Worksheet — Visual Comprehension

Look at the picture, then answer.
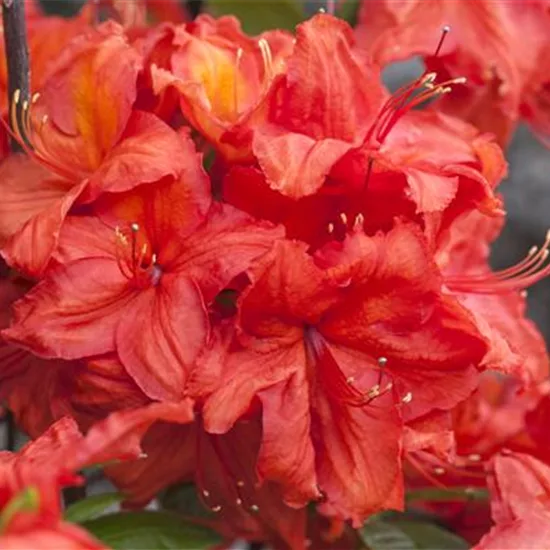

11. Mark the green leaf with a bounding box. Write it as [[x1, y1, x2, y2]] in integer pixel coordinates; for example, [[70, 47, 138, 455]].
[[359, 515, 469, 550], [335, 0, 360, 25], [406, 487, 489, 503], [207, 0, 305, 34], [64, 492, 125, 524], [83, 511, 221, 550], [360, 519, 416, 550], [394, 521, 469, 550]]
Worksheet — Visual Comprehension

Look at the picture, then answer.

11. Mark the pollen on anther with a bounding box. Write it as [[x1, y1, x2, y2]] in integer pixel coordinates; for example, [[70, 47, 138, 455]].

- What this task involves
Lines from the one containing "11. Mark the green" through the final line of the material should be set down exactly, and no other lines.

- Result of this task
11. Mark the green leaf with a bounding box. Write it as [[x1, y1, x2, y2]] in integer pixel coordinates; for example, [[70, 47, 138, 455]].
[[359, 515, 469, 550], [335, 0, 360, 25], [406, 487, 489, 503], [207, 0, 305, 34], [64, 492, 125, 524], [83, 511, 221, 550], [360, 519, 416, 550], [394, 521, 469, 550]]
Worksheet — Visual Comprehension

Look at the picture, then answer.

11. Mark the pollen on anther with a bounding box. Write it as [[x1, y1, x2, y2]] in integer pixel coordinates; for example, [[70, 47, 138, 455]].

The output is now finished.